- **SELECTION**

In these past years of action, I have seen myself and other women becoming both stronger and more gentle, taking ourselves more seriously, yet beginning to really have fun as we stopped playing the old roles. We discovered we could trust each other. I love the women with whom I took the adventurous and joyous actions of these years. No one realized how pitifully few we were in the beginning, how little money we had, how little experience.

What gave us the strength and the nerve to do what we did, in the name of American women, of women of the world? It was, of course, because we were doing it for ourselves. It was not charity for poor others; we, the middle-class women who started this, were all poor, in a sense that goes beyond dollars. It was hard even for housewives whose husbands weren't poor to get money to fly to board meetings of NOW. It was hard for women who worked to get time off from their jobs, or take precious weekend time from their families. I have never worked so hard for money, gone so many hours with so little sleep or time off to eat or even go to the toilet, as in these first years of the women's movement.

- **INSTRUCTION**
In one to three sentences, explain what the passage on the early women's movement says gave the women the strength and nerve to do what they did.

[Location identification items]

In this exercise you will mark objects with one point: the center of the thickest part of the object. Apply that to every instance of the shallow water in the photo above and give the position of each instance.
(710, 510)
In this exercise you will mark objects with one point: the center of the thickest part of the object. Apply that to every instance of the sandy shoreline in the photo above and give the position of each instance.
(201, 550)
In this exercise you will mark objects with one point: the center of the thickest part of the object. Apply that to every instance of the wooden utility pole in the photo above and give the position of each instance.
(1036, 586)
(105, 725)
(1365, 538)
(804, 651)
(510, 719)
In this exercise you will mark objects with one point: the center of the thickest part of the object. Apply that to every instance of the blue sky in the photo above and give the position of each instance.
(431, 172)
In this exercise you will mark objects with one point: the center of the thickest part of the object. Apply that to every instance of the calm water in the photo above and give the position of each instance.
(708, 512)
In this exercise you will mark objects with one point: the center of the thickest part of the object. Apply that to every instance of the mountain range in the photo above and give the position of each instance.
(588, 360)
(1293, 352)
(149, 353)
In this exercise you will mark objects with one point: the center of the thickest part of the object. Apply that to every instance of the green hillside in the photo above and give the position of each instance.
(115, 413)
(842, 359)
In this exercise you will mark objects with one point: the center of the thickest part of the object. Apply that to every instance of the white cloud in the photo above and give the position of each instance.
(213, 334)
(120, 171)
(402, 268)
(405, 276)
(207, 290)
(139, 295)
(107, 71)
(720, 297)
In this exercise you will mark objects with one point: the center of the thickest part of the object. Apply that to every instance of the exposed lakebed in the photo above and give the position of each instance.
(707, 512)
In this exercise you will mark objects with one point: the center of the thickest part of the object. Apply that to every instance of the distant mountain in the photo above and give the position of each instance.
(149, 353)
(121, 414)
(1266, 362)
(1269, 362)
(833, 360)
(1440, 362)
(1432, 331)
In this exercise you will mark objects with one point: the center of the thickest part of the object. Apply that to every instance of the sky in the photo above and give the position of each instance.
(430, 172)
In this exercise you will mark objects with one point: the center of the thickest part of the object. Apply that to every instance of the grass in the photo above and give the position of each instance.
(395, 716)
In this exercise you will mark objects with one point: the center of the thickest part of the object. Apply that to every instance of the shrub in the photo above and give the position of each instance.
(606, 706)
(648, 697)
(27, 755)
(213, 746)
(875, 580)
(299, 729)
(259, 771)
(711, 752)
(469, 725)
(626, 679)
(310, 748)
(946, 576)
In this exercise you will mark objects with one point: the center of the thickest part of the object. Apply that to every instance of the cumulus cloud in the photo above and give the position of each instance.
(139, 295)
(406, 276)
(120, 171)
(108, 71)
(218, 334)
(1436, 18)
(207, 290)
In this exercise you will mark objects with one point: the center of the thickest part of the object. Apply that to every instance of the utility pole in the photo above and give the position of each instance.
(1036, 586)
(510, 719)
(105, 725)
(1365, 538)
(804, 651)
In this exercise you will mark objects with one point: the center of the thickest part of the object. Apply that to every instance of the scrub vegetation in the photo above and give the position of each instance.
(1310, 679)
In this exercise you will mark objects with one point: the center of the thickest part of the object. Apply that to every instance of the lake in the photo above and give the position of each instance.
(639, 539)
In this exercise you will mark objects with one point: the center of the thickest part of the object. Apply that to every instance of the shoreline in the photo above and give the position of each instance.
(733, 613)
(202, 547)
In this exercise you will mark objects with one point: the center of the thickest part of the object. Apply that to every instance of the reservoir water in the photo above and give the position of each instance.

- **WRITTEN ANSWER**
They had the strength and nerve because they were doing it for themselves, not as charity for poor others. The middle-class women who started it were all poor themselves, in a sense that goes beyond dollars.